● **Problem to solve**
Read through the data, and wherever a line holds the word "story", write that line out.

● **Excerpted data**
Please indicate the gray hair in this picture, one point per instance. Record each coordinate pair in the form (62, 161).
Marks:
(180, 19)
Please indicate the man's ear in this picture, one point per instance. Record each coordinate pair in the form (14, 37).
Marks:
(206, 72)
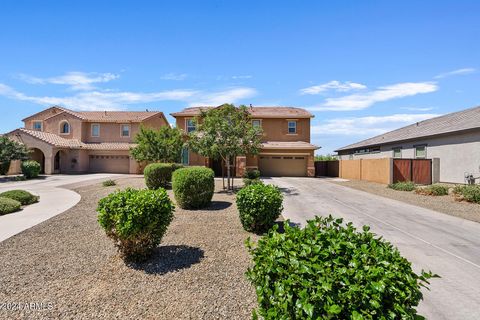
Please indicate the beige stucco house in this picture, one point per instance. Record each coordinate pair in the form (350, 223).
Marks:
(285, 151)
(66, 141)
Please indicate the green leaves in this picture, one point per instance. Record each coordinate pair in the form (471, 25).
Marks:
(329, 270)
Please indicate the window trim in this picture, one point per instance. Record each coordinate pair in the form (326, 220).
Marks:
(129, 130)
(91, 130)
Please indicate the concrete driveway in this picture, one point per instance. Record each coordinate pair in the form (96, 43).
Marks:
(447, 245)
(54, 199)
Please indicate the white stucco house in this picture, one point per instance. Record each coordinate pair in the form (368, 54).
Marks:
(453, 138)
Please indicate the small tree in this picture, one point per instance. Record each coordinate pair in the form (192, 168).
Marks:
(11, 150)
(162, 145)
(225, 133)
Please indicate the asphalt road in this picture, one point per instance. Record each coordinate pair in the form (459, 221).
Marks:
(446, 245)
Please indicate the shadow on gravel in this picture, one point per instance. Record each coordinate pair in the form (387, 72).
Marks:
(167, 259)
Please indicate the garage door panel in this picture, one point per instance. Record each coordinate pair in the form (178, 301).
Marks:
(282, 166)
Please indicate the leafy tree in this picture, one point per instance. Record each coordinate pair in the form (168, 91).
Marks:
(11, 150)
(164, 145)
(224, 133)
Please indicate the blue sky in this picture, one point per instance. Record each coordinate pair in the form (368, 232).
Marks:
(362, 67)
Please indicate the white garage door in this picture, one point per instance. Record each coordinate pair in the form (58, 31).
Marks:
(109, 164)
(282, 166)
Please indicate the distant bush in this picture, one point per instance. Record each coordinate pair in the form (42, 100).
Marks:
(22, 196)
(193, 187)
(251, 177)
(328, 270)
(8, 205)
(159, 175)
(470, 193)
(403, 186)
(109, 183)
(259, 206)
(136, 220)
(31, 169)
(433, 190)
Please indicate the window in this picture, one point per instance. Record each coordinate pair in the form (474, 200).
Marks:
(420, 152)
(125, 130)
(292, 127)
(397, 152)
(95, 130)
(190, 125)
(64, 127)
(37, 125)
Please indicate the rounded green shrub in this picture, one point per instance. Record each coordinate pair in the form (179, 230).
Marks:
(159, 175)
(136, 220)
(8, 205)
(328, 270)
(193, 187)
(259, 205)
(31, 169)
(22, 196)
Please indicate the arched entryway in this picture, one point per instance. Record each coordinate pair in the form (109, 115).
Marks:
(38, 156)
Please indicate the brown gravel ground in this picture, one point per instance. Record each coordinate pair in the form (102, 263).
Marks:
(445, 204)
(196, 273)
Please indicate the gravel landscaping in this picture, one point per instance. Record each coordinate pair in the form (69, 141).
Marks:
(70, 265)
(445, 204)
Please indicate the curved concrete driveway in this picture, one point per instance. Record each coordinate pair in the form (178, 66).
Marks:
(53, 200)
(447, 245)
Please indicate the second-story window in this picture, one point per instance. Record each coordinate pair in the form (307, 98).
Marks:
(37, 126)
(292, 127)
(190, 125)
(95, 130)
(125, 130)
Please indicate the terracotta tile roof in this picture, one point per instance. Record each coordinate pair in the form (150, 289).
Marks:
(260, 112)
(288, 145)
(58, 141)
(447, 124)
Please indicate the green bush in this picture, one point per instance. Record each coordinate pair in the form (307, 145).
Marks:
(403, 186)
(8, 205)
(159, 175)
(469, 193)
(31, 169)
(193, 187)
(332, 271)
(109, 183)
(433, 190)
(22, 196)
(136, 220)
(259, 205)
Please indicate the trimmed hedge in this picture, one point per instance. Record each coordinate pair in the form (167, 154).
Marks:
(159, 175)
(259, 205)
(8, 205)
(332, 271)
(136, 220)
(22, 196)
(193, 187)
(31, 169)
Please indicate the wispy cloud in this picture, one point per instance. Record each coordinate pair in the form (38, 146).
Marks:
(75, 80)
(174, 76)
(333, 85)
(371, 125)
(365, 100)
(457, 72)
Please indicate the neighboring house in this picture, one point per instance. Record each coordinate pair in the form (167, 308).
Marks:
(285, 151)
(452, 138)
(66, 141)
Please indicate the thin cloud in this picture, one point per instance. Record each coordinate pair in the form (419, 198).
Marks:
(458, 72)
(333, 85)
(365, 100)
(371, 125)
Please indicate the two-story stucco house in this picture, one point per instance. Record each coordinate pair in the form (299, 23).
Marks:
(285, 151)
(66, 141)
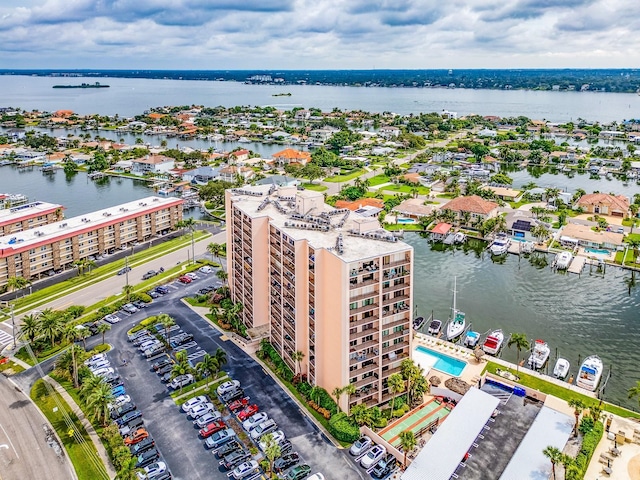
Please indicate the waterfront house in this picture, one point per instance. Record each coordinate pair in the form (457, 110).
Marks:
(573, 234)
(152, 164)
(477, 208)
(604, 204)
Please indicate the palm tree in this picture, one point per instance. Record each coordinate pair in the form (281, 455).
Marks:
(208, 367)
(98, 401)
(337, 393)
(103, 328)
(407, 443)
(396, 385)
(297, 357)
(555, 455)
(349, 390)
(518, 340)
(578, 406)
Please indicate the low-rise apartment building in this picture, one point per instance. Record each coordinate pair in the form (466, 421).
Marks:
(54, 246)
(329, 283)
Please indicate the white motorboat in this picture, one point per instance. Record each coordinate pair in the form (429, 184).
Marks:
(590, 373)
(563, 260)
(561, 370)
(457, 322)
(539, 355)
(500, 245)
(493, 342)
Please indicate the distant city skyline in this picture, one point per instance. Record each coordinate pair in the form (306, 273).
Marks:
(325, 34)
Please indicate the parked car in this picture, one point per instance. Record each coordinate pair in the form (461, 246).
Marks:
(228, 387)
(201, 409)
(243, 470)
(373, 456)
(248, 412)
(286, 461)
(142, 446)
(181, 381)
(384, 467)
(212, 428)
(203, 420)
(147, 458)
(129, 308)
(220, 438)
(360, 446)
(233, 459)
(254, 421)
(264, 428)
(136, 437)
(299, 472)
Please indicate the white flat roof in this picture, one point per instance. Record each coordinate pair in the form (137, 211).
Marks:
(89, 221)
(441, 456)
(550, 428)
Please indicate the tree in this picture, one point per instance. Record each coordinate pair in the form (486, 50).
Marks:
(578, 406)
(518, 340)
(395, 383)
(103, 328)
(555, 456)
(407, 443)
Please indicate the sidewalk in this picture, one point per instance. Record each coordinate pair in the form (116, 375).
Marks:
(102, 453)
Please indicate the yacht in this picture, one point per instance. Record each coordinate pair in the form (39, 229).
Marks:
(457, 322)
(493, 342)
(561, 370)
(590, 373)
(500, 245)
(563, 260)
(539, 355)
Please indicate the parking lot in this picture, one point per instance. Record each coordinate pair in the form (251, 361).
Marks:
(175, 436)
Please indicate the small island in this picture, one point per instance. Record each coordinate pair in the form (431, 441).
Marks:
(83, 85)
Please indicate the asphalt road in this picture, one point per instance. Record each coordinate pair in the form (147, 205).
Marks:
(24, 453)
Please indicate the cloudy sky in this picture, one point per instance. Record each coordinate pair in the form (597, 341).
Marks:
(319, 34)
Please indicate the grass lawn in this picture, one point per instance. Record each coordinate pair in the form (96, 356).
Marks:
(560, 392)
(345, 178)
(378, 180)
(85, 469)
(314, 186)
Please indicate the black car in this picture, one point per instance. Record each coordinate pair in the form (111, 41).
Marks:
(120, 411)
(384, 467)
(227, 448)
(147, 458)
(127, 417)
(142, 446)
(286, 461)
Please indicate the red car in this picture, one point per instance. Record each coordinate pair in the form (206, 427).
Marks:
(239, 404)
(212, 428)
(248, 412)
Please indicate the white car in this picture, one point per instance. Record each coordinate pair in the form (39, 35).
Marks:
(152, 470)
(192, 402)
(373, 456)
(243, 470)
(254, 421)
(227, 387)
(278, 437)
(200, 410)
(207, 418)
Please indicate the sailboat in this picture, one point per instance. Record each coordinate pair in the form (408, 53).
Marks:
(457, 322)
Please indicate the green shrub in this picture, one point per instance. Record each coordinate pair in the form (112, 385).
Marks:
(343, 428)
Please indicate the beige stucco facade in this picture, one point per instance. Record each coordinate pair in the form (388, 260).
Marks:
(330, 284)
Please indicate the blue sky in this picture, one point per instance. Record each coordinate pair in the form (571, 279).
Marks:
(319, 34)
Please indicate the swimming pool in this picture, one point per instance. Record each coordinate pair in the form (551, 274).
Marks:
(440, 361)
(599, 251)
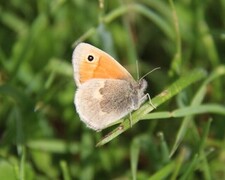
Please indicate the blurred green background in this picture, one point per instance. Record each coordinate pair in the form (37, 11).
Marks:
(41, 134)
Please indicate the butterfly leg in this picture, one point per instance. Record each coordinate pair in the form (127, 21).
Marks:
(130, 120)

● **Completed task**
Please indicate the second-story window in this picture, one point per instance. Record each coordinate pair in the form (307, 98).
Please indicate the two-story stucco house in this picture, one point per instance. Record each coordinate pair in the form (299, 23).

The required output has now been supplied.